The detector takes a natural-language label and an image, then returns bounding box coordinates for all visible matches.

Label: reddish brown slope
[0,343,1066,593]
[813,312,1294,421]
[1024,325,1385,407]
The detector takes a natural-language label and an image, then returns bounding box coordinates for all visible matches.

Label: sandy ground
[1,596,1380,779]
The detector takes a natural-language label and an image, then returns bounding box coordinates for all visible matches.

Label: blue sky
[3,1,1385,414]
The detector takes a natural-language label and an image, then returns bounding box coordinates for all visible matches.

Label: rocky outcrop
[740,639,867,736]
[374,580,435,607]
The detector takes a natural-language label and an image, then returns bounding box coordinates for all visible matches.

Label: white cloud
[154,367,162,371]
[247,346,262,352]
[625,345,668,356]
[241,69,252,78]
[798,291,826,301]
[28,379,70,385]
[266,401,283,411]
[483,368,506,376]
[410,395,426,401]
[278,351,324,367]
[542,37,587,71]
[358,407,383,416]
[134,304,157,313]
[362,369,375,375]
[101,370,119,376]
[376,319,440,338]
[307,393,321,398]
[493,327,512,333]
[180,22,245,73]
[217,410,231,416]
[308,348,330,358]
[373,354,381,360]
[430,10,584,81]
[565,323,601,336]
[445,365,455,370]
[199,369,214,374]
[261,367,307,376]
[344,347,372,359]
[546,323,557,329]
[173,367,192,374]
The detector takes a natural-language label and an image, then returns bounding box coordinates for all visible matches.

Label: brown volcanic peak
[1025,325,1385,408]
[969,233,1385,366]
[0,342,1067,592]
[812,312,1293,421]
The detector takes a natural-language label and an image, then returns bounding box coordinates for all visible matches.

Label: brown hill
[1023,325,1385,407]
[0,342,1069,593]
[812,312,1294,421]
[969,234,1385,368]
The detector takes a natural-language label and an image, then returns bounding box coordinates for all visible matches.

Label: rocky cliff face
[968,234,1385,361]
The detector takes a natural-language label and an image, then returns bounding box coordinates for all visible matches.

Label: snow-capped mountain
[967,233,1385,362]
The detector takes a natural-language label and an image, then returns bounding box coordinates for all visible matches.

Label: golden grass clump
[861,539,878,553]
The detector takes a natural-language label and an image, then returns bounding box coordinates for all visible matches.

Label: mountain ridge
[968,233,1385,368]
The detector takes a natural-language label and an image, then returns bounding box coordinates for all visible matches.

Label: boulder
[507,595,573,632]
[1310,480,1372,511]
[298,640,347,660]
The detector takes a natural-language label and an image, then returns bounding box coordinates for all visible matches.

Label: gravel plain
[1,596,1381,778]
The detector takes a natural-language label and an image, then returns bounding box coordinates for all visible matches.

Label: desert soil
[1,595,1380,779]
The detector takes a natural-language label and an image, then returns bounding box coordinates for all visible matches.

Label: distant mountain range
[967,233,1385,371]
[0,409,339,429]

_ _ _ _

### WHAT THE TASK REQUIRES
Copy every record exactly.

### OUTPUT BELOW
The detector takes a natural-language label and an image, then returns bounding box coordinates for all visible matches.

Label: reddish brown slope
[0,343,1066,593]
[813,312,1294,421]
[1024,325,1385,407]
The detector takes a natural-language label and an image, then returns bounding box coordinates for all visible matches.

Label: sandy ground
[1,596,1380,779]
The detector takes a natural-language label and an image, then returns bounding box coordinates for all visible matches.

Label: blue sky
[3,1,1385,414]
The detector takes a natural-language label and an image, then returns bounding box coordinates for all visible matches.

Label: rocky outcrop
[740,639,867,736]
[374,580,435,607]
The detector takes a natural-language label and an image, then returns bounding box coordinates for all visible matches.

Label: white cloud
[154,367,162,371]
[247,346,262,352]
[625,345,668,356]
[241,69,252,78]
[798,291,826,301]
[28,379,70,385]
[266,401,283,411]
[483,368,506,376]
[410,395,426,401]
[278,351,324,367]
[542,37,587,71]
[358,407,383,416]
[134,304,157,313]
[362,369,375,375]
[101,370,119,376]
[376,319,440,338]
[307,393,321,398]
[493,327,512,333]
[180,22,245,73]
[217,410,231,416]
[308,348,330,358]
[373,354,381,360]
[430,10,584,81]
[565,323,601,336]
[445,365,455,370]
[199,369,214,374]
[261,367,307,376]
[344,347,372,359]
[546,323,557,329]
[173,367,192,374]
The detector takes a natural-language label and an image, then returns bounding box coordinates for all visible matches.

Label: brown volcanic peak
[1025,325,1385,408]
[969,233,1385,366]
[0,342,1067,592]
[812,312,1293,421]
The detector takes a natural-language label and an image, then returns bounding box coordinates for all visible matches.

Label: brown hill
[1023,325,1385,407]
[0,342,1069,593]
[812,312,1294,421]
[969,234,1385,368]
The detector takes a natural-language label and an image, then returns bounding box coordinates for all visible matches.

Label: rocky cliff face
[968,234,1385,361]
The detector takes a natural-language label and an image, then returns bounding box coordinates for all visible matches.

Label: snow-capped mountain
[967,233,1385,362]
The detector takes a natural-language label and an image, then returns bounding box coordinates for all visible matches.

Label: golden grass clump
[861,539,878,553]
The detector takes a natural-language label and an image, then returns bounding box coordinates for all visible matches.

Label: mountain ridge
[968,233,1385,368]
The detector takes a natural-language label and an image, then returns bounding box coordinates for all visible matches.

Label: boulder
[507,595,573,632]
[1310,480,1372,511]
[298,640,347,660]
The detector takes a natural-language label and an image, then returns bounding box coordinates for all visible matches.

Label: gravel plain
[1,596,1381,778]
The detector takes a natural-language label and an image, then returns bounding box coordinates for all visible matches.

Label: desert soil
[1,595,1380,779]
The detector takes a natural-language label and an image, then returns bounding box coordinates for all visible matches.

Label: distant mountain range
[967,233,1385,371]
[0,409,339,429]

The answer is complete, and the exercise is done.